Give the listing again word for word, excluding the pictures it contains.

• _Stored data_
|---|
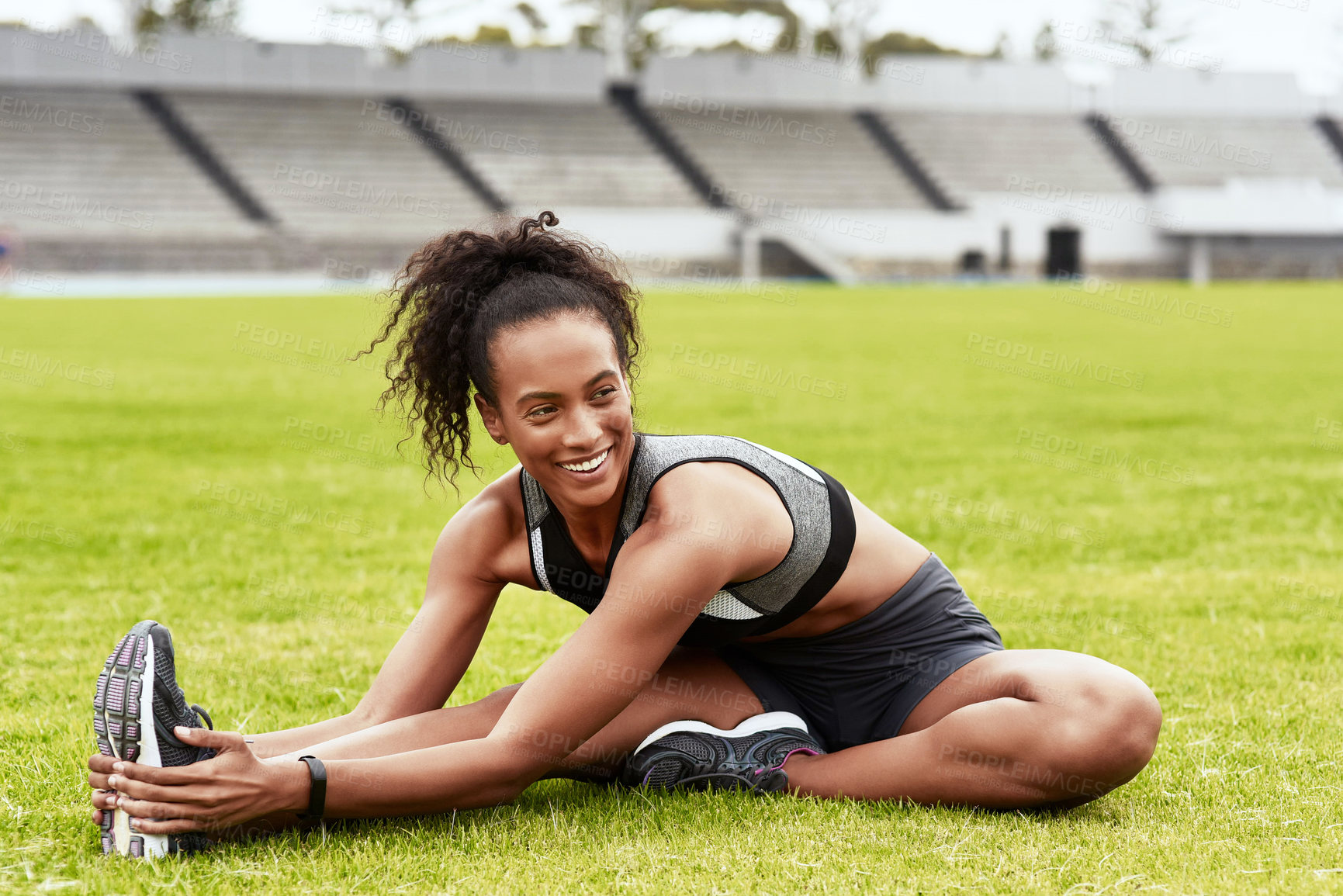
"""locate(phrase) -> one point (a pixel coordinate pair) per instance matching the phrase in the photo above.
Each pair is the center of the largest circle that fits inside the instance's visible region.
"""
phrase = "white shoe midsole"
(762, 721)
(154, 844)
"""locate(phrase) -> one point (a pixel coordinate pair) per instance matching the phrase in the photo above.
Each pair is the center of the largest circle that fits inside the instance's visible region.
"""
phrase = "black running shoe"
(134, 708)
(696, 756)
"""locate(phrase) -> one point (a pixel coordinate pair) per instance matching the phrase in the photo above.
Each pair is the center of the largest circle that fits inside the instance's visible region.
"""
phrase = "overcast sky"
(1302, 36)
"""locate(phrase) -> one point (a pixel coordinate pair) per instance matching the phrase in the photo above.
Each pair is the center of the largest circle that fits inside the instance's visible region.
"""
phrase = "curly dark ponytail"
(462, 288)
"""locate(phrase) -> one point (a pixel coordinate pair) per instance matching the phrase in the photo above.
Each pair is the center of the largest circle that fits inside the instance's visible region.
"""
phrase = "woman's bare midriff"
(883, 559)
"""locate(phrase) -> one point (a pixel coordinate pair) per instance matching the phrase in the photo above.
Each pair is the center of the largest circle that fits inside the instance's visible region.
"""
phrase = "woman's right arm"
(433, 653)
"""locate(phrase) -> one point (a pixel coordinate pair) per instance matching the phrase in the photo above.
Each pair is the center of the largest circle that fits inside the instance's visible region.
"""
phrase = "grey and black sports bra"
(822, 523)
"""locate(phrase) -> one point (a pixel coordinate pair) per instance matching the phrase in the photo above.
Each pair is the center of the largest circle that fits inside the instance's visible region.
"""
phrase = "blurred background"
(154, 144)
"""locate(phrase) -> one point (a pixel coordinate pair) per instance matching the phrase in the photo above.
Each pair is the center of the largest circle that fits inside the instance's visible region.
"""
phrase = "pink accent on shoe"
(806, 750)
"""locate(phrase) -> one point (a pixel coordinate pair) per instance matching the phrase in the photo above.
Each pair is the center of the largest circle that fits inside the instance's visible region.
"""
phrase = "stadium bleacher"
(328, 165)
(773, 156)
(1192, 150)
(246, 167)
(93, 164)
(560, 155)
(985, 152)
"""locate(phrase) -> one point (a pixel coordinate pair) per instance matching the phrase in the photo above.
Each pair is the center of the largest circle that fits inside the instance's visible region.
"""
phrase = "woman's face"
(563, 403)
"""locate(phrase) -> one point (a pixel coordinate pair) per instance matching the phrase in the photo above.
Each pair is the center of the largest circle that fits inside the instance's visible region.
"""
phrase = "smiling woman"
(751, 622)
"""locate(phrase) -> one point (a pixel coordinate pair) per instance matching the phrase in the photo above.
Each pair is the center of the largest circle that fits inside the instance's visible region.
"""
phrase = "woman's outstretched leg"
(692, 684)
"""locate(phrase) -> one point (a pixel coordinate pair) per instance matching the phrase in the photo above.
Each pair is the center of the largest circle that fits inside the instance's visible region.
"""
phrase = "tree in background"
(1142, 26)
(632, 31)
(154, 16)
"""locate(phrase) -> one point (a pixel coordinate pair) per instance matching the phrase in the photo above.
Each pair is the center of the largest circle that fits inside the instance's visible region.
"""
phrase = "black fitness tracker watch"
(317, 795)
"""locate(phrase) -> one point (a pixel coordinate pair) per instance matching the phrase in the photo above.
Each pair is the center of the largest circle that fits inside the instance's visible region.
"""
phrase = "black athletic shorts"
(860, 681)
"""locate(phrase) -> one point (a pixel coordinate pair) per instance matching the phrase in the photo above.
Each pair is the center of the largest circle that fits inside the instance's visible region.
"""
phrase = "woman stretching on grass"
(751, 622)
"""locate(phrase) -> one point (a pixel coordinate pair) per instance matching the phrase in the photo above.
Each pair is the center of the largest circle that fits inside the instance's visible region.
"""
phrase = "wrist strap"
(317, 795)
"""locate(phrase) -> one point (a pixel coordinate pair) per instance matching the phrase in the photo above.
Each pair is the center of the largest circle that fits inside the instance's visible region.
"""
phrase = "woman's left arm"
(659, 582)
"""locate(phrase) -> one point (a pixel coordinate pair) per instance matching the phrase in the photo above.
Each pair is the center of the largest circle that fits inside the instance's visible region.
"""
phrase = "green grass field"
(1161, 492)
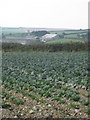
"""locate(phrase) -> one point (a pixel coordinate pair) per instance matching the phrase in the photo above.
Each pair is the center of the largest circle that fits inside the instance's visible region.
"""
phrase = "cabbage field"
(45, 84)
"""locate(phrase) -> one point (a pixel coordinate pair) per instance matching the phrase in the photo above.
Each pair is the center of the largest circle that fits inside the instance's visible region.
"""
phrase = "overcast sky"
(44, 13)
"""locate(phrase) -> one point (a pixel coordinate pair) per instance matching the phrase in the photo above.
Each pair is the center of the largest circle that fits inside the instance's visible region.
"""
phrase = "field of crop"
(65, 40)
(44, 84)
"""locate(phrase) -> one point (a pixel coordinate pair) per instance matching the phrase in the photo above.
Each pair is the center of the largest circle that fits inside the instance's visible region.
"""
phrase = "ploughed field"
(43, 84)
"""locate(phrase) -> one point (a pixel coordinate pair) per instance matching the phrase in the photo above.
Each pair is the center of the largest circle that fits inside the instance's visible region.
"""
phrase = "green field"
(42, 83)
|---|
• _Result for this task_
"""locate(phrase) -> one point (a pixel coordinate pair) per instance matching the phrase in the photo above.
Each pair is the center of the largest circle that fits inside the instance's visible region.
"""
phrase = "white shoe midsole"
(762, 721)
(154, 844)
"""locate(phrase) -> one point (a pixel coordinate pair) per instance matching the phrase in the photo above.
Each pair is the center of the largest circle that fits inside the instance's visible region.
"""
phrase = "black running shoe"
(134, 708)
(696, 756)
"""locate(phrase) -> one point (a pixel coordinate pair) per instance matching the phrase in the photo above.
Each pair is the center of the largest circle that fits inside the instance's visible region.
"""
phrase = "overcast sky"
(1302, 36)
"""locate(phrase) -> one point (a pixel coordinate pair) per instance matching the phrase in the photo above.
Each pair is the center of the largest circle that fits inside the instance's visible region.
"""
phrase = "curly dark ponytail"
(462, 288)
"""locate(phrase) -> one point (a pixel coordinate pair) per instance matching the phrase in the photo above.
Each pair is the center of the largest circle that fits inside the instance's visible region.
"""
phrase = "woman's bare midriff"
(883, 559)
"""locate(phrase) -> one point (a pixel coordinate pair) per instance matching the phrase in the photo above.
Each pair is the center of the largest circle that fits inside the instance's visible region.
"""
phrase = "woman's right arm"
(433, 653)
"""locate(phrase) -> one point (a pixel coordinate pair) per instance matching the phrase in the photo above.
Each pair is the center of the largest circle that fits inside the instance's visible region.
"""
phrase = "grey and black sports bra"
(822, 523)
"""locate(phrase) -> one point (a pixel coordinate pair) per instance matching the phrase in the photo above.
Each pair is the center of the largest circle that fits inside the instance's visible region.
"""
phrase = "blurred background"
(154, 144)
"""locate(phrase) -> one point (a pixel coordinate pair) per instance matching the phrase in the photo above.
Each pair is the center of the largest circle that fits inside the instance's visible region.
"""
phrase = "pink accent on shoe"
(806, 750)
"""locate(phrase) -> one point (a pixel coordinate pair) per instance matching the phrase in the photo above.
Each pair is the center of the largest circle that fits inside the instance's visible region.
"""
phrase = "stadium bleacher"
(328, 165)
(773, 156)
(1192, 150)
(246, 167)
(93, 164)
(560, 155)
(985, 152)
"""locate(phrase) -> one point (a pixel coordinate pair) per instance matching the phrase in the photo above.
Each pair is the center of the largest circle that fits inside the instance's visible region.
"""
phrase = "woman's face"
(563, 403)
"""locate(phrase) -> one point (a pixel coordinate pair) per instance matching the phrase in the photo above.
Each pair is the center of the largest circle that fits inside the instance's visible region.
"""
phrase = "smiling woman"
(751, 622)
"""locate(phrase) -> one point (a pixel coordinate pair) per instance matching the phrase in the photo above.
Each pair is the center of the largest circle that fits inside the instance's visible region.
"""
phrase = "woman's outstretched leg"
(692, 684)
"""locate(phrase) -> one point (a pixel coordinate pair) per instance matching the phrase in the photo above.
Each pair is the center of the largest circle that fits inside the instance's visible region.
"""
phrase = "tree in background"
(1142, 26)
(632, 31)
(154, 16)
"""locate(phrase) -> one point (a pixel coordinate pair) per instance matching the phrase in the photo above.
Each pair is the center of the largest circle that fits inside the instance's visible region.
"""
phrase = "black fitness tracker watch"
(317, 795)
"""locate(phrase) -> one point (a pixel coordinate pair) per instance matching the phrase in the photo above.
Each pair is the center of the largest circle that fits inside the instance's visible region.
"""
phrase = "black athletic shorts"
(860, 681)
"""locate(phrase) -> one point (a pixel coordinate pair) per instance matching the phrase in the photo above.
Each pair is the center of the largest circle that fits inside the instance's visible region.
"""
phrase = "woman stretching on grass"
(751, 622)
"""locate(phrase) -> one point (a pixel coordinate pair) per instance matching the phrase in the photo above.
Each pair is the center of the largest circle that fits inside the instance's visible region.
"""
phrase = "wrist strap"
(317, 795)
"""locate(phrase) -> one point (a pixel coordinate pair) per instance matching the phrase in the photo above.
Each pair is the center of the largest circle that fits inside the instance's visible region.
"""
phrase = "woman's left arm"
(659, 582)
"""locate(phrase) -> one point (a pixel coordinate pair) per instance matching the phrase in the photo above.
Each pair is the center of the largest circle that fits inside the instance's visible region.
"""
phrase = "green grass field"
(1161, 492)
"""locate(phrase) -> one point (a pixel coordinate pair) per instance matching the phrase in the photo above.
Each pair is the center of the largest circle that fits inside the instance's visible region.
"""
phrase = "cabbage field"
(45, 84)
"""locate(phrase) -> one point (a pixel coordinate pair) per instance matching the phrase in the photo above.
Each pair is the center of the largest circle that fits inside the instance's visible region.
"""
phrase = "overcast sky"
(44, 13)
"""locate(phrase) -> one point (a pixel coordinate pair) per instance matching the phrase in the photo above.
Each pair is the center of the largest circle that fits inside the instance's visible region.
"""
phrase = "field of crop"
(65, 40)
(44, 84)
"""locate(phrase) -> one point (a pixel coordinate pair) per instance matching the phrase in the photo above.
Each pair is the center of the largest circle that fits inside the instance's visible region.
"""
phrase = "ploughed field"
(43, 84)
"""locate(phrase) -> one point (a pixel coordinate pair) per instance matching the phrase in the photo above.
Each pair is the center of the largest circle that fits inside the instance's visible region.
"""
phrase = "green field"
(42, 83)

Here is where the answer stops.